◆ **Assignment**:
The entries below contain a stretch that opens with the line containing "the horse nostril" and closes with the line containing "Camera-trap tagging: put a point on every instance of the shaded"; set down that stretch exactly, both ends included, and nothing else.

◆ **Dataset**:
================================

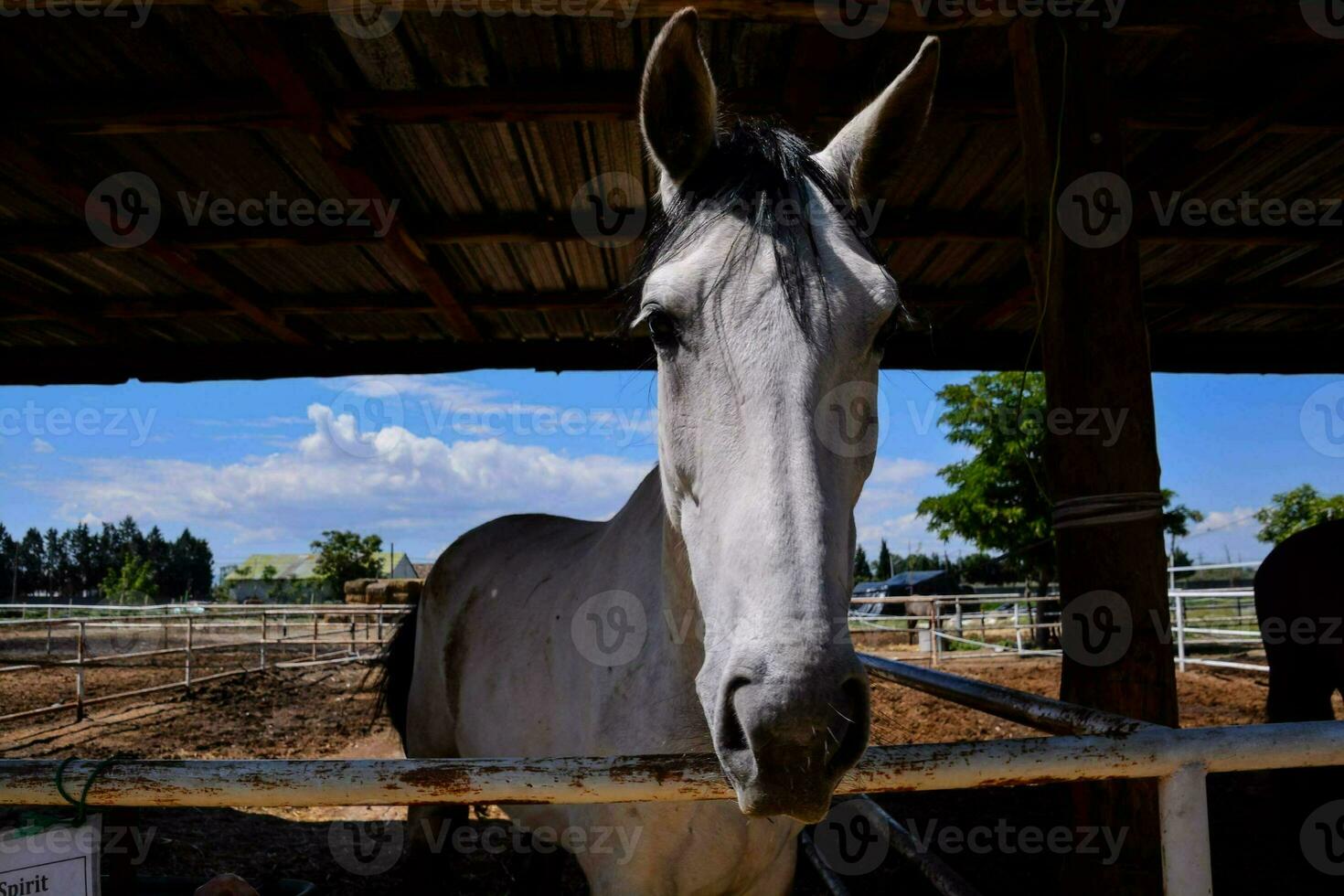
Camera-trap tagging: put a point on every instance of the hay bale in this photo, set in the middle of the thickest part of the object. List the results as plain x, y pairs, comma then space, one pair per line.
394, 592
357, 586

================================

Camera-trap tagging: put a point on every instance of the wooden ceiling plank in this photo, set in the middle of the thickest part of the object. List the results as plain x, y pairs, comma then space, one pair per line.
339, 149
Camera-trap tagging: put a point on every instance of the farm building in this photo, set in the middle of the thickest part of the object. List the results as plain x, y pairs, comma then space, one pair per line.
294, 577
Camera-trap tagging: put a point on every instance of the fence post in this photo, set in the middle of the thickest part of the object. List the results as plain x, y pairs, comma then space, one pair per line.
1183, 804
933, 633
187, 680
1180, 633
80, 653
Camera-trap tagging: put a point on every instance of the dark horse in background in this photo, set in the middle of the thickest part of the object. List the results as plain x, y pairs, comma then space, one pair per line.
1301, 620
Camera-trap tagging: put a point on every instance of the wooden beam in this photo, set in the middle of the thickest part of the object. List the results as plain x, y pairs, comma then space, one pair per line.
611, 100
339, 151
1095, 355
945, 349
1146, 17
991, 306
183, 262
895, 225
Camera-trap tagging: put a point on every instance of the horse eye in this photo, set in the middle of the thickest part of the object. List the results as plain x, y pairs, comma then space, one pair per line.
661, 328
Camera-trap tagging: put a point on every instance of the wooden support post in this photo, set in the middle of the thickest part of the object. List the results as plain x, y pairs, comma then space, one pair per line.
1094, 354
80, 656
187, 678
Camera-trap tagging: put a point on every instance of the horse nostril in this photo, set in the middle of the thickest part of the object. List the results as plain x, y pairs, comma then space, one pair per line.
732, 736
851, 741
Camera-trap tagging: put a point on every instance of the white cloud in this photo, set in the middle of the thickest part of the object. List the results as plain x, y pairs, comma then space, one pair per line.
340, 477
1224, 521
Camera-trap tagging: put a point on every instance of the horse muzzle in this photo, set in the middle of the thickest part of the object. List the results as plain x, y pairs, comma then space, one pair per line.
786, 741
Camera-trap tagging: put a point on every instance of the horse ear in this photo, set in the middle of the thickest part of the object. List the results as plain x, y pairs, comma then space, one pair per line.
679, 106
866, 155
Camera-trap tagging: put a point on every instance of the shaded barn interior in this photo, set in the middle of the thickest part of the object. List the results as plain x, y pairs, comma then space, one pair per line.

================================

◆ **Result below**:
Camera-trap tagging: put a point on every instance of the horse nostril in this photo, set in the middle of the thickest part of the object. List the results as plain x, y pairs, comma then space, one pair per line.
732, 736
851, 741
Camera-trap tagging: put a point on every instance of the white cloud in this photo, set in the middle of the thickest part of the object. List the results as plain x, y pairs, comma then space, one pair per line.
340, 477
1224, 521
Camera-trap tagging: put a point on every instance of the horse muzzle in this photo, set in the middle of the thickest part of the object. List the results as plain x, y pairs, comma then space, one pair per line.
786, 741
Camera-trap tagging: put a point on every instance of the horse ear in this photo, set in the middle of the thickest part of the object. List the results as plain x, y pairs, comma then space, one pair per line.
679, 106
866, 155
Camera-trap tagging: put a point on every instance of the shaded barn interior in this photo, set in the middle of the thickest part of the object. List the results as plain x, y pairs, comma then space, one pair per line.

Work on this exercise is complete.